===== Selected excerpt =====

Studio album by John Waite
- Released: April 11, 1995
- Length: 42:44
- Label: Imago
- Producer: Mike Shipley

John Waite chronology
| Rover's Return (1987) | Temple Bar (1995) | When You Were Mine (1997) |

= Temple Bar (album) =

Temple Bar is the fifth studio album by English singer and musician John Waite, released by Imago on April 11, 1995. The album was produced by Mike Shipley.

The album's lead single, "How Did I Get By Without You" peaked at No. 89 on the US Billboard Hot 100 and remained on the chart for eight weeks. It also reached No. 20 on the Billboard Adult Contemporary chart. "Ain't No Sunshine" was also issued as a promotional single.

==Background==
After the release of his fourth studio album, Rover's Return, in 1987, Waite joined the supergroup Bad English. When Waite left the group in 1991, he took some time away from the music business before returning to his solo career. He told The Record in 1995: "Being in Bad English was too much of a compromise. Instead of being true to the artistic side, there was this incredible pressure to keep producing the same kind of hits."

Waite's return to his solo career was based on his "pure love of the music", with the material on Temple Bar inspired by Waite's recent divorce: "I wanted to describe my life to me and to tell the truth". When Waite was offered a contract with Terry Ellis' new label Imago, Waite agreed on the condition that the album he made "wouldn't be a rock record". Speaking of the period on his official website, Waite recalled: "Terry Ellis gave me generous deal and I was able to move back into the city for several months to record. It's the only time I've ever had the head of a company tell me to make the record I wanted to make. I did. Temple Bar was the best I'd done to that point."

===== Data section =====

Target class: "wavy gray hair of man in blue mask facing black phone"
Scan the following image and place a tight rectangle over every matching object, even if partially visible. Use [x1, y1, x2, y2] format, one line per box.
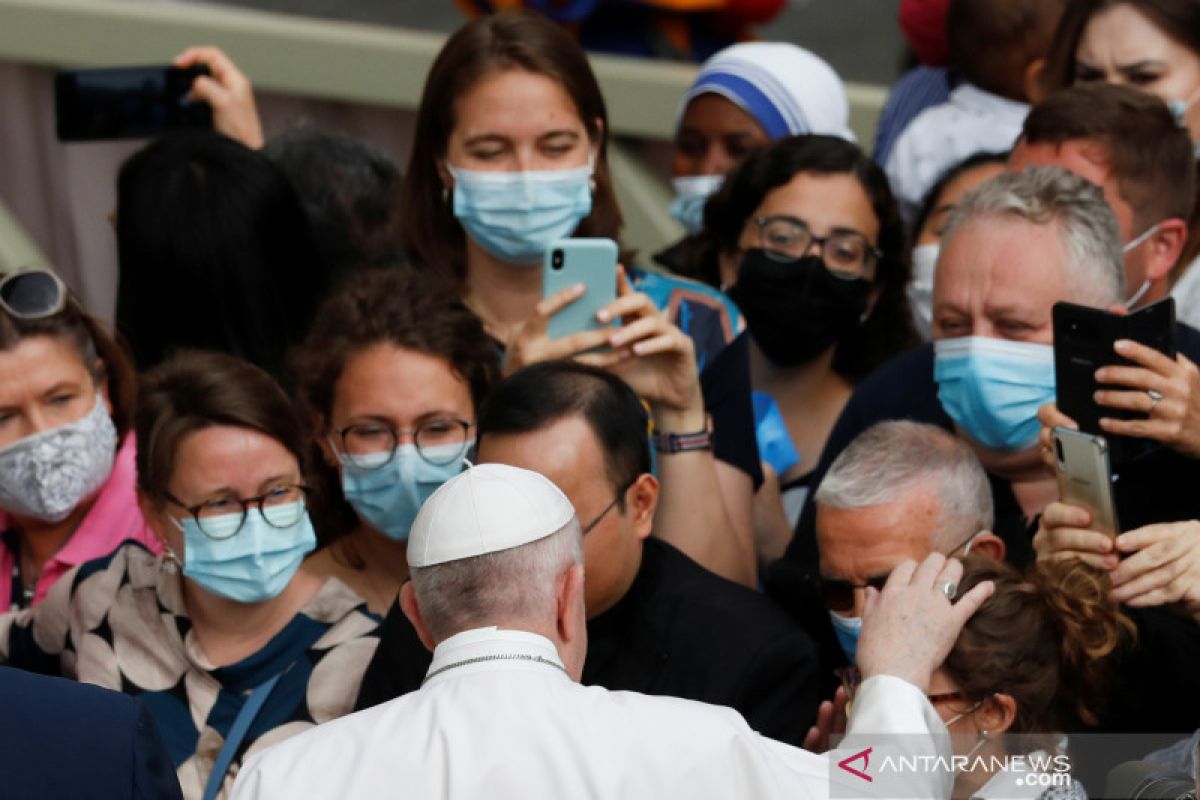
[942, 167, 1126, 306]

=====

__Problems to solve__.
**1.** Decide whether each statement below agrees with the Temple Bar article. For each one, answer yes or no and quote the words from the article that settle it.
(a) The album's lead single reached No. 20 on the Billboard Adult Contemporary chart.
(b) Waite left Bad English in 1987.
(c) Waite signed with Imago on the condition that the album would be a rock record.
**2.** Carry the Temple Bar article forward, starting after its last sentence.

__Responses in order__.
**1.**
(a) Yes: "It also reached No. 20 on the Billboard Adult Contemporary chart."
(b) No: "When Waite left the group in 1991"
(c) No: Waite agreed on the condition that the album he made "wouldn't be a rock record".

**2.**
==Reception==

Upon release, Stephanie Riefe of the Hartford Courant described the album as an "accessible, easy listen" and wrote: "Temple Bar is full of trademark Waite touches: great turns of phrase and truckloads of sentimentality. The surprise is that it's good. The music is pleasing, and the lyrics aren't so fluffy that they float off the page." Brian S. Maloney of the Santa Cruz Sentinel considered the album to be "much more promising" than the material produced by Bad English. He commented: "The sincerity has returned and his solo music is more three-dimensional than those bland recent collaborations. It does go to show that sometimes old rockers still have a trick or two up their sleeves."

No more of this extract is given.